_GIVEN EXERCISE_:
Copy out the rows from the line containing "Does it contain any landing gear strut?" down to the line containing "[0,0,640,181]", with "rubber tire" changed to "aircraft tire" and nothing else altered.

_TASK INPUT_:
====

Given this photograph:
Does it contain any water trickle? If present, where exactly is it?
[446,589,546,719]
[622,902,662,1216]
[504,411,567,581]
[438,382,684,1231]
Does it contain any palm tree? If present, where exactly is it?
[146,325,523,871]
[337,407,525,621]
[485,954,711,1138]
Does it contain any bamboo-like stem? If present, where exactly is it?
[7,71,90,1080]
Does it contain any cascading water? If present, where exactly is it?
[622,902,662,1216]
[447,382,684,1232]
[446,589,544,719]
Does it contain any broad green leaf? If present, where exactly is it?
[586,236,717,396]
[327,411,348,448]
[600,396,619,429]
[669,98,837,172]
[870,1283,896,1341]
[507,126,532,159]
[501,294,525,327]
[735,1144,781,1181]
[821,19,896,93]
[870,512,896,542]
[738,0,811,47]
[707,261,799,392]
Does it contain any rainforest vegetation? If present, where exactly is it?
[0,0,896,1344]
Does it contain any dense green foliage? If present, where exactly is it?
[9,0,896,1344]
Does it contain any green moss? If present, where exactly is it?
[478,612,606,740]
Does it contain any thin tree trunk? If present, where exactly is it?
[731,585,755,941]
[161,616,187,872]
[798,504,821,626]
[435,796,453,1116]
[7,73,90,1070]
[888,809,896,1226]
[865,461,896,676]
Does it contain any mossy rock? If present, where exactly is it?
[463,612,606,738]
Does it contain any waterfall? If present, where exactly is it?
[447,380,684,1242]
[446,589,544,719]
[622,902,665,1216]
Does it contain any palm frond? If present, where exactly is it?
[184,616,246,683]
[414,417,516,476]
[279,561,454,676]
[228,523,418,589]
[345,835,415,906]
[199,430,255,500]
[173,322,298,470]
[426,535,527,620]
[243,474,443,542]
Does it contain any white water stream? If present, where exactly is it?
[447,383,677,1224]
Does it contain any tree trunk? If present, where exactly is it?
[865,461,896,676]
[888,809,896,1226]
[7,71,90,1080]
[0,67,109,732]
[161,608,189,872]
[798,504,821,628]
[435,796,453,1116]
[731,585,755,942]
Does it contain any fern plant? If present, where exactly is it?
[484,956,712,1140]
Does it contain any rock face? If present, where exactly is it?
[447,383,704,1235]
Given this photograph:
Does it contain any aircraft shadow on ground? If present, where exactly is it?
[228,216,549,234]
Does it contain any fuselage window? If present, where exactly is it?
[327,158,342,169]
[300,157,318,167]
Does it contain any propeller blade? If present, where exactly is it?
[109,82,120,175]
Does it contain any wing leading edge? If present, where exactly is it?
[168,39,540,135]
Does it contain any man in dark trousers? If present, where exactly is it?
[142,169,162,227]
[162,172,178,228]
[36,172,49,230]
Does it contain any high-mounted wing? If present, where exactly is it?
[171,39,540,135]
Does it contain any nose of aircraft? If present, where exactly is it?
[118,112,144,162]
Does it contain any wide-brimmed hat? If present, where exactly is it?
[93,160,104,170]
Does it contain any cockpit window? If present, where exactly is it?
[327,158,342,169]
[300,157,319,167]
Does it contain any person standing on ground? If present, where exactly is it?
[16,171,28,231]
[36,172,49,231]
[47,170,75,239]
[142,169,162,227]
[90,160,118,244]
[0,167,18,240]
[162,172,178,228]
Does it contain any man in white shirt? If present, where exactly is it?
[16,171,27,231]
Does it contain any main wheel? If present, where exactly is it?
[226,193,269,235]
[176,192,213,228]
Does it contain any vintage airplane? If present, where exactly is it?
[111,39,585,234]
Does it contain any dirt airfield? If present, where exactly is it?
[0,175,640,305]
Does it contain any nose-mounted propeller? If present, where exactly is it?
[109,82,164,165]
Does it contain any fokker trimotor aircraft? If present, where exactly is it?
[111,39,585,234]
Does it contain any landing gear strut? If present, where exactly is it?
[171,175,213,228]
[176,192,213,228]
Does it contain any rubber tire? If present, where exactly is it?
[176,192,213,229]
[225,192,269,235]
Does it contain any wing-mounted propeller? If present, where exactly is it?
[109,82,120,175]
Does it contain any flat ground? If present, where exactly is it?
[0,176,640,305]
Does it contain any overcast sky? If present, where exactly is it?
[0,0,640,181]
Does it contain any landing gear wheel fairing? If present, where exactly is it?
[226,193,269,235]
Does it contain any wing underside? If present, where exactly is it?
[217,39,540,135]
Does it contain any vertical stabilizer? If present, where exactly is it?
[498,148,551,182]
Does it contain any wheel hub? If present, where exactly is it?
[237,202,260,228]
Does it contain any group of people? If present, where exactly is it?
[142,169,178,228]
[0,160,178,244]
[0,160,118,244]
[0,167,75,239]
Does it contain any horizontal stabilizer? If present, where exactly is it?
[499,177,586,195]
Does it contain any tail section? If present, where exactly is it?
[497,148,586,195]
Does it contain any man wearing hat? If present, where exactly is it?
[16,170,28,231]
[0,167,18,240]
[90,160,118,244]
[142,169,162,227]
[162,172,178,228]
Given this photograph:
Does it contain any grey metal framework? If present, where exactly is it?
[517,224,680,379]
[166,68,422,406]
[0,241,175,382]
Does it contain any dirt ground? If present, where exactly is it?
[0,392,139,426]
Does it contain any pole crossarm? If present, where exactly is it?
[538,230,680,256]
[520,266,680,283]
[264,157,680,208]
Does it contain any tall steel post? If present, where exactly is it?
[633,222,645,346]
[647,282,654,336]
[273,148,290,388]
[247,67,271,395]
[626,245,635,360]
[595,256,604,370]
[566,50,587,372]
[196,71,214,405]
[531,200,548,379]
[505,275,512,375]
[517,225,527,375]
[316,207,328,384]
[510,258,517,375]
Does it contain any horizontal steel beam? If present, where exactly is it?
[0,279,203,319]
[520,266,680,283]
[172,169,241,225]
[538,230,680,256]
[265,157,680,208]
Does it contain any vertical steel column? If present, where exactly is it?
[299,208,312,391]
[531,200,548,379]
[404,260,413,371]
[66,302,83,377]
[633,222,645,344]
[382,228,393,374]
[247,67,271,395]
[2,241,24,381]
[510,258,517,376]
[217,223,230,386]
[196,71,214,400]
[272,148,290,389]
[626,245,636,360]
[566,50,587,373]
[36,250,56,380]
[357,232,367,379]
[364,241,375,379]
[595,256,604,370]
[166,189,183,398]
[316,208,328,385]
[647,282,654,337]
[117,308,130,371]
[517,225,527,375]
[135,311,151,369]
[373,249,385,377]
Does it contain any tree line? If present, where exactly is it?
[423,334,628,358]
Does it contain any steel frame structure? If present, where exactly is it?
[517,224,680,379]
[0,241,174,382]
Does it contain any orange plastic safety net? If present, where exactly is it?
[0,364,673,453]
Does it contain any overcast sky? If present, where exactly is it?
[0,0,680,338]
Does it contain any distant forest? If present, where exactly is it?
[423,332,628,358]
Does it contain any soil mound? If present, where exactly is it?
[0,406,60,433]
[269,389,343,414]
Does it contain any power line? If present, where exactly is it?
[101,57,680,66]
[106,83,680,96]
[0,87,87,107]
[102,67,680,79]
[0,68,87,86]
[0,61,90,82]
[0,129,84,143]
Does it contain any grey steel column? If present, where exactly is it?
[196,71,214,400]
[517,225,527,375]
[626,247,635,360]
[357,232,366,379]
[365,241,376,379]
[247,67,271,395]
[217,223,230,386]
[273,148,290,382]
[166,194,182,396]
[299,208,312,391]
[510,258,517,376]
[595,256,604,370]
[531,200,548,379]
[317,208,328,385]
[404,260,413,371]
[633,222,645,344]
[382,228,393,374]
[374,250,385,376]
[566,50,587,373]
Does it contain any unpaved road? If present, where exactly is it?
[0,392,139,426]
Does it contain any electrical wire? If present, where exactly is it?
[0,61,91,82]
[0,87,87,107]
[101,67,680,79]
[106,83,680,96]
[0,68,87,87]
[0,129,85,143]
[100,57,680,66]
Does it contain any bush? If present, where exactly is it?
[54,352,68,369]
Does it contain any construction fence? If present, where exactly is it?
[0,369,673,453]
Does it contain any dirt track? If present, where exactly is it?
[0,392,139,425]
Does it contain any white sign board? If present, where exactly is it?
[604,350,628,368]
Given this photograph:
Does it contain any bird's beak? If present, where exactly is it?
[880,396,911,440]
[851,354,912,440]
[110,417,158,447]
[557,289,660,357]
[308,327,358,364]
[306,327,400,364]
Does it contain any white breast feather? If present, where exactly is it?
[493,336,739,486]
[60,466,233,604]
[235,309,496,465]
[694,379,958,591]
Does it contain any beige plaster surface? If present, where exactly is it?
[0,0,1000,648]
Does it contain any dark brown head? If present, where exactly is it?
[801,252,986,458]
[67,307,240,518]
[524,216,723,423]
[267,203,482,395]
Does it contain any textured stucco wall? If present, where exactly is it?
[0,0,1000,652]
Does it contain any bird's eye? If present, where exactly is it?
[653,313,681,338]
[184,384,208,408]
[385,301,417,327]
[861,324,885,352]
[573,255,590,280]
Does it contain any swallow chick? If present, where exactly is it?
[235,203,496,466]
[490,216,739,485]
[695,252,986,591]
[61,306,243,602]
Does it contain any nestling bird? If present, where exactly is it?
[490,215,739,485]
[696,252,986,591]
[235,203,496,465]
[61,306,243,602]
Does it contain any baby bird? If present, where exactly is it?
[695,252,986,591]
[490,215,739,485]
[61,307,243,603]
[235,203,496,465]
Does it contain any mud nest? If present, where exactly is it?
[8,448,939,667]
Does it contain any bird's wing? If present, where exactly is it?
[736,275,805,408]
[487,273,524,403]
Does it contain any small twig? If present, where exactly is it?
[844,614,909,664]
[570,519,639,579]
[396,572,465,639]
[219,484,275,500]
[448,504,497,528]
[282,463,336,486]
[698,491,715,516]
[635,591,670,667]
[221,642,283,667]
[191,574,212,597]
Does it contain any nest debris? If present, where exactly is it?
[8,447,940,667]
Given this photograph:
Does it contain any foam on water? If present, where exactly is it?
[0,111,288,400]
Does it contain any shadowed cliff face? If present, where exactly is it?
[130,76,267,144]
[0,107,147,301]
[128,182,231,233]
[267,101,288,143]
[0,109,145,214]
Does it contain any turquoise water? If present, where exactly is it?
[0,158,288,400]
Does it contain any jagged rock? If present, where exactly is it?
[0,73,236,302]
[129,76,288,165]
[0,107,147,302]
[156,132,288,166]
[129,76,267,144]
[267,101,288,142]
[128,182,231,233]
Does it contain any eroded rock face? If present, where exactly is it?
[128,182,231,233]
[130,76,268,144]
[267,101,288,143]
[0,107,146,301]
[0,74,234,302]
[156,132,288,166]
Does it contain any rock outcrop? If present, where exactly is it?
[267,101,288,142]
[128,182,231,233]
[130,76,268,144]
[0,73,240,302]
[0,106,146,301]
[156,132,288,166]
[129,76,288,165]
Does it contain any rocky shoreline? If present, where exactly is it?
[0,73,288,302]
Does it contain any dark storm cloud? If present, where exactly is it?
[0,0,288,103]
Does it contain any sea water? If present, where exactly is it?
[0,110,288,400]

====

_RESULT FOR THIS TASK_:
Does it contain any landing gear strut? If present, where exactly is it?
[171,175,213,228]
[176,192,213,228]
Does it contain any aircraft tire? If present, where exactly is it?
[176,192,213,229]
[225,192,269,235]
Does it contain any wing-mounted propeller? If present, where exactly is it?
[109,82,120,175]
Does it contain any flat ground? If present, where exactly is it?
[0,176,640,305]
Does it contain any overcast sky? If present, where exactly is it?
[0,0,640,181]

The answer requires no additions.